**Source document:**
__________________________________________________

Buckley council OKs contracts to house city’s jail inmates

Members of the Buckley City Council approved three outside jail contracts for the city’s police department when they gathered Oct. 9. The department is preparing to close the Buckley jail by the end of November and will subsequently farm out prisoners to the cities of Enumclaw, Puyallup and Fife.

Members of the Buckley City Council approved three outside jail contracts for the city’s police department when they gathered Oct. 9.

The department is preparing to close the Buckley jail by the end of November and will subsequently farm out prisoners to the cities of Enumclaw, Puyallup and Fife. Those charged with driving under the influence will be processed through neighboring Enumclaw Jail.

The contract with Fife offers the most guaranteed bed space, at 270 beds during a 90-day period. Those beds will be averaged out to three a day.

“If we bring in no arrests one day and bring in six guys the next, they won’t charge us an overage for the six,” Buckley Police Chief Jim Arsanto said to the council.

Fife’s shortcoming – one shared by Puyallup – is its distance from Buckley. Councilman Bryan Howard pointed out that transporting a single prisoner to Fife’s jail facility would merit a two-hour round trip.

There are periods of the day in Buckley – typically at night – when only one patrol officer is on duty, rendering a two-hour trip out of town untenable.

That’s where the jails of Enumclaw and Puyallup come in. Both facilities will be used for on-call, first come-first serve inmate housing. Both have capacity to house female inmates.

__________________________________________________

**Data section:**
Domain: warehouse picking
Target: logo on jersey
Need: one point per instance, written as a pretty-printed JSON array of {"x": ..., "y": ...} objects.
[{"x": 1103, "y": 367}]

__________________________________________________

**Activities:**
1. In one to three sentences, explain why the article on Buckley's jail contracts says transporting a single prisoner to Fife can be a problem.
2. Write the next part of the article on Buckley's jail contracts, continuing from its final sentence.
The data are separate material from the article on Buckley's jail contracts.

**Numbered responses:**
1. Fife's jail is far enough from Buckley that taking one prisoner there means a two-hour round trip. At certain times of day, typically at night, Buckley has only one patrol officer on duty, so that officer can't leave town for that long.

2.
The Enumclaw jail, particularly, may be used to “juggle” inmates during understaffed shifts: prisoners could be booked into nearby Enumclaw until enough officers are on shift to safely transfer said prisoners to Fife, which has a more favorable housing rate per day.

Enumclaw’s jail will be used for processing DUI arrests. Unless an alleged drunk driver refuses to submit to testing or requests a blood draw at a medical facility, the suspect will blow into a device at the police station or jail, measuring blood-alcohol content based on a breath sample. That sample may later be submitted to the presiding court as evidence. This device is in contrast to police officers’ portable breath screeners, which contribute to the initial judgment call to arrest a suspect.

Because the human body eliminates alcohol over time, a test needs to be administered within a reasonably short period after an arrest. For a suspect whose BAC reading is borderline at the time of arrest, an hour can mean the difference in a conviction.

“We were originally gung-ho about continuing to process DUIs in our police station,” Arsanto told the council. “We later decided against it, because if we have to leave a suspect alone, we won’t have a camera to monitor him, or anyone in dispatch to watch a camera monitor. So there could have been a liability issue.”

The Enumclaw and Puyallup contracts are set to renew annually and the Fife contract extends to 2015, provided it isn’t terminated by Buckley or Fife at an earlier date.

It is probable that these contracts are a stopover before Buckley signs a contract with the SCORE Multijuridictional Misdemeanant Jail, Arsanto said.